▸ **Exercise**: Convert the items below into a two-column CSV with the header row instruction,points. Give one row per item, with its text and its answer each in a single double-quoted field and any line breaks replaced by spaces.

__________________________________________________

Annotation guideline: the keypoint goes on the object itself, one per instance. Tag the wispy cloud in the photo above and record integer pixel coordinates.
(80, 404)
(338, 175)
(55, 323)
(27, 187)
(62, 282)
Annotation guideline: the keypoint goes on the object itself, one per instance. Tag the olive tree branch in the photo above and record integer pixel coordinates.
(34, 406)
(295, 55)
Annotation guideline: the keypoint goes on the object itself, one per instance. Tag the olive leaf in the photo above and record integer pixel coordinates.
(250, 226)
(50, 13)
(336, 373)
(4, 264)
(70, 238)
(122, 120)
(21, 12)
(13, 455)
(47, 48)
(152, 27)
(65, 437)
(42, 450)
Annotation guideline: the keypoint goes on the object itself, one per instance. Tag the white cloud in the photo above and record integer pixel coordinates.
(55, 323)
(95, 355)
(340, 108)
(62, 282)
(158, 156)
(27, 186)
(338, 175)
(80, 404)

__________________________________________________

▸ **Output of the task**:
instruction,points
"Annotation guideline: the keypoint goes on the object itself, one per instance. Tag the wispy cloud in the photo above and record integer pixel coordinates.","(80, 404) (338, 175) (55, 323) (27, 187) (62, 282)"
"Annotation guideline: the keypoint goes on the object itself, one per instance. Tag the olive tree branch in the photo above and record integer pixel coordinates.","(34, 406) (295, 55)"
"Annotation guideline: the keypoint goes on the object itself, one per instance. Tag the olive leaf in the photo above and record integer pixel coordinates.","(250, 226) (50, 13) (336, 373) (4, 264) (70, 238) (122, 120) (21, 12) (13, 455) (47, 48) (152, 27) (65, 437) (42, 450)"
"Annotation guideline: the keypoint goes on the object itself, one per instance. Tag the white cloud in the photo above and record integer pixel coordinates.","(55, 323) (95, 355) (340, 108) (62, 282) (158, 156) (27, 186) (338, 175) (80, 404)"